-- DATASET RECORDS --
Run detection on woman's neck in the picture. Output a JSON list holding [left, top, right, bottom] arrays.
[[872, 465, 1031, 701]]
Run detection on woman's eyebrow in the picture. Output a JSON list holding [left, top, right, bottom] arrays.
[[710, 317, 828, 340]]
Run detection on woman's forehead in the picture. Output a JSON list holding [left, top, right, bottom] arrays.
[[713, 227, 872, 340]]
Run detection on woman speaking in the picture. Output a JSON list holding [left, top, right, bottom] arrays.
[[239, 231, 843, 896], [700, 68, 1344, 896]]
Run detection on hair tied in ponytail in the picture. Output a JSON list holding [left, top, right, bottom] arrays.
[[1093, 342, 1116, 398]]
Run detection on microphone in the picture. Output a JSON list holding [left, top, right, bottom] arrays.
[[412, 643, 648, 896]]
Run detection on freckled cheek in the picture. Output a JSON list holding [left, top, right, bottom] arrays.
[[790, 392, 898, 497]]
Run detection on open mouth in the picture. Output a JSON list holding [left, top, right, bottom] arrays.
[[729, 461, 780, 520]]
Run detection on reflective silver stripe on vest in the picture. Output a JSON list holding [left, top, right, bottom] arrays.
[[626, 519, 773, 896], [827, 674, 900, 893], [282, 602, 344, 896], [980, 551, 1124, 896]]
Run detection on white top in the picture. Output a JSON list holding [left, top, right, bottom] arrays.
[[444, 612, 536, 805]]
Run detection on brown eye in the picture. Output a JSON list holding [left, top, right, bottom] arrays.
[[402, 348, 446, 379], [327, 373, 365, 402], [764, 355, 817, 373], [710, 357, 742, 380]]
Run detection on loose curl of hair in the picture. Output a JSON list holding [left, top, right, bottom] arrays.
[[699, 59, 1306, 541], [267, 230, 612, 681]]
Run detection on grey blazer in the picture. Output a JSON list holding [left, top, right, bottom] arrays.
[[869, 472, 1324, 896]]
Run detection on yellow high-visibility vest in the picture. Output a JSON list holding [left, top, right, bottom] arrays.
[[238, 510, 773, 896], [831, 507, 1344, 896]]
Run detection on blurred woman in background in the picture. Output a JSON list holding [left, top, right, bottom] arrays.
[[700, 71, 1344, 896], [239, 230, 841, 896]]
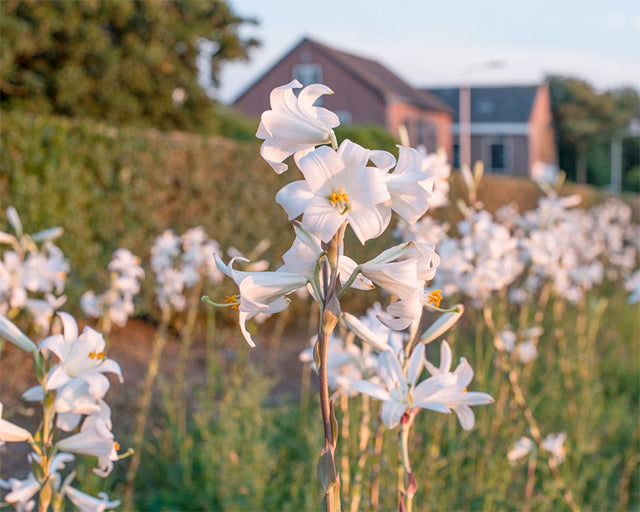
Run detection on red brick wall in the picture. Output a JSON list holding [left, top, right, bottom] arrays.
[[529, 84, 558, 166], [387, 101, 453, 155]]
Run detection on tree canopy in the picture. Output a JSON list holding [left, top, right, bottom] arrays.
[[0, 0, 258, 129], [548, 76, 640, 189]]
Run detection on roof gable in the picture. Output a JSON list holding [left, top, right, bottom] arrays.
[[303, 38, 451, 112], [234, 37, 451, 113], [423, 85, 538, 123]]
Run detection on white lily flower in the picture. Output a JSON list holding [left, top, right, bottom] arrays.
[[39, 313, 123, 389], [276, 140, 391, 244], [0, 315, 38, 352], [342, 312, 391, 352], [419, 341, 493, 430], [507, 436, 536, 464], [256, 80, 340, 174], [278, 222, 373, 290], [216, 255, 309, 347], [378, 288, 424, 331], [0, 402, 31, 445], [64, 486, 120, 512], [420, 304, 464, 344], [516, 340, 538, 364], [25, 293, 67, 334], [384, 146, 433, 224], [56, 402, 118, 477], [2, 453, 75, 510], [351, 343, 456, 429]]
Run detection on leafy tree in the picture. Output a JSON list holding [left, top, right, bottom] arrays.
[[548, 76, 640, 189], [0, 0, 258, 129]]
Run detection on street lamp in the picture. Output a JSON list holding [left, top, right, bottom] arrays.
[[458, 60, 504, 167]]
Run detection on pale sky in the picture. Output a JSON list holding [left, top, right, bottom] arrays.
[[218, 0, 640, 102]]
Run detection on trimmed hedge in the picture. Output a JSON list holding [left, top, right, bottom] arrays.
[[0, 111, 638, 312], [0, 112, 292, 308]]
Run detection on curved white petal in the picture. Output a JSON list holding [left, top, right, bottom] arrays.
[[453, 405, 476, 430], [348, 204, 391, 245], [58, 311, 78, 341], [298, 146, 345, 195], [302, 196, 347, 242], [407, 343, 424, 386], [380, 401, 407, 429], [276, 180, 314, 220]]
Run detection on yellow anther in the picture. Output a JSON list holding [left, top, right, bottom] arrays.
[[224, 295, 240, 311], [427, 290, 442, 308], [328, 189, 349, 214]]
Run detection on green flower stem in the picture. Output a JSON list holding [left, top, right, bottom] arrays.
[[317, 223, 347, 512], [351, 394, 371, 512], [398, 409, 417, 512]]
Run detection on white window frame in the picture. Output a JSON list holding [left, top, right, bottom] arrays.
[[482, 137, 513, 174]]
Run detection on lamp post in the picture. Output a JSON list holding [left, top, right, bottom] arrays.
[[458, 60, 504, 167]]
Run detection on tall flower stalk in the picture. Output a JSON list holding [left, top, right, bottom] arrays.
[[202, 81, 492, 512]]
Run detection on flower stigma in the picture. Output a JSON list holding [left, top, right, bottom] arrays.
[[327, 189, 350, 215]]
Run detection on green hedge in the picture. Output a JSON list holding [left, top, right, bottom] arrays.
[[0, 112, 291, 306]]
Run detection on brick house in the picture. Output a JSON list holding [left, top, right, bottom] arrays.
[[423, 83, 557, 177], [234, 38, 454, 156]]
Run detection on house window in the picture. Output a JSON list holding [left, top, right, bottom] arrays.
[[336, 110, 353, 124], [453, 143, 460, 169], [291, 62, 322, 85], [489, 142, 507, 171]]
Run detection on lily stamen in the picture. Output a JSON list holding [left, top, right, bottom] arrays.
[[328, 189, 349, 215], [427, 290, 442, 308], [224, 295, 240, 311]]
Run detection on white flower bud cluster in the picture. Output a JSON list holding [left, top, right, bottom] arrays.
[[80, 248, 144, 327], [398, 190, 640, 305], [151, 226, 222, 311], [0, 207, 69, 334], [0, 313, 123, 510]]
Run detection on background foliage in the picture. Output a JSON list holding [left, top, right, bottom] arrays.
[[548, 76, 640, 192], [0, 0, 258, 131]]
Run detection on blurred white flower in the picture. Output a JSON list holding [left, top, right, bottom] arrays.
[[516, 340, 538, 364], [56, 404, 118, 477], [64, 487, 120, 512], [507, 436, 536, 464], [624, 270, 640, 304], [0, 402, 31, 445]]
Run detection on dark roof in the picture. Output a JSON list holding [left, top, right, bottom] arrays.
[[422, 85, 538, 123], [301, 38, 451, 112], [235, 37, 451, 113]]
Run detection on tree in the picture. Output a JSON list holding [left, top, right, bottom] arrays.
[[0, 0, 258, 129], [548, 76, 640, 189]]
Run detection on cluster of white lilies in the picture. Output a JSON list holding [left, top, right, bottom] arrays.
[[203, 80, 493, 510], [0, 208, 122, 511]]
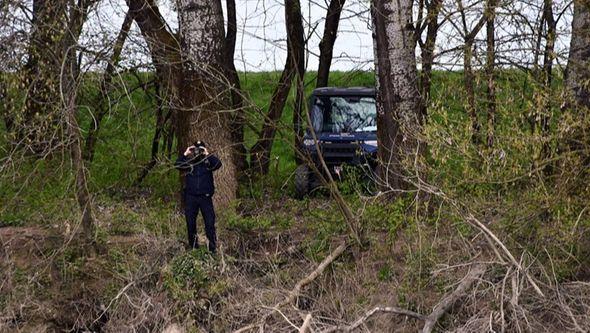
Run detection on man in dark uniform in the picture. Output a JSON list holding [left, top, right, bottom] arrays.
[[174, 141, 221, 253]]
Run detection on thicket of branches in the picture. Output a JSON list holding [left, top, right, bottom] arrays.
[[0, 0, 590, 332]]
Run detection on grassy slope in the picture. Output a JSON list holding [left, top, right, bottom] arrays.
[[0, 71, 590, 330]]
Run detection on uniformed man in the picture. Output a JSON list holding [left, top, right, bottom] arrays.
[[175, 141, 221, 253]]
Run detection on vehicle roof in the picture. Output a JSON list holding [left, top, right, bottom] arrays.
[[313, 87, 375, 96]]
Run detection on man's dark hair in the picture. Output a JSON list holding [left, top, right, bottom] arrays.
[[192, 140, 207, 156], [193, 140, 207, 148]]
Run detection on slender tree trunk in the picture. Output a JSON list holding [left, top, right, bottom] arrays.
[[455, 0, 487, 144], [420, 0, 442, 121], [176, 0, 237, 205], [127, 0, 182, 112], [486, 0, 496, 147], [133, 81, 172, 186], [83, 10, 133, 162], [538, 0, 557, 165], [65, 83, 94, 243], [250, 52, 295, 174], [224, 0, 248, 173], [287, 0, 305, 164], [463, 42, 481, 144], [250, 0, 305, 174], [565, 0, 590, 112], [372, 0, 424, 196], [59, 0, 95, 243], [316, 0, 346, 88]]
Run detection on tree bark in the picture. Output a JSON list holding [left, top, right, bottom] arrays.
[[456, 0, 486, 144], [288, 0, 305, 164], [83, 10, 133, 162], [565, 0, 590, 112], [417, 0, 442, 121], [127, 0, 182, 98], [17, 0, 95, 154], [371, 0, 424, 197], [58, 0, 95, 243], [316, 0, 346, 88], [250, 0, 305, 174], [485, 0, 496, 147], [535, 0, 557, 164], [176, 0, 237, 205], [224, 0, 248, 173]]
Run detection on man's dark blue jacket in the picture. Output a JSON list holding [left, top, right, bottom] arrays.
[[174, 155, 221, 195]]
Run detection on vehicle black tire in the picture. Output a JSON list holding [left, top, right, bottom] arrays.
[[295, 164, 310, 199]]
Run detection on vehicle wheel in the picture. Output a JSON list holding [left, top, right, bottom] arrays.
[[295, 164, 309, 199]]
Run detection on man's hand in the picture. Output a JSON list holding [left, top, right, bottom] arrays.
[[184, 146, 197, 156]]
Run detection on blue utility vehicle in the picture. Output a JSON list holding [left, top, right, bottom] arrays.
[[295, 87, 377, 198]]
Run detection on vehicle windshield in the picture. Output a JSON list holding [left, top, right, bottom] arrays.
[[310, 96, 377, 133]]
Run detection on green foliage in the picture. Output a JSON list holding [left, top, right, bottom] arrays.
[[363, 197, 411, 240], [162, 248, 219, 302]]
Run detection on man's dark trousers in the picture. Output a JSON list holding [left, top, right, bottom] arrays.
[[184, 194, 217, 252]]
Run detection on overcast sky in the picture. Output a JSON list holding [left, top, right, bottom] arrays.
[[85, 0, 373, 71], [70, 0, 571, 71]]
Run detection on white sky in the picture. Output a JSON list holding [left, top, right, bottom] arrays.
[[85, 0, 373, 71], [0, 0, 572, 71]]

-- YOUR GOAL --
Retype the lines from the one containing "Run detection on tall" through the one containing "[[327, 189, 350, 215]]", both included.

-- RESULT OF THE EXERCISE --
Run detection on tall flower stalk in the picture. Output a JSON list holding [left, top, right, bottom] arrays.
[[202, 81, 492, 512]]
Run detection on flower stigma in the picture. Output a JSON list holding [left, top, right, bottom] arrays.
[[327, 189, 350, 215]]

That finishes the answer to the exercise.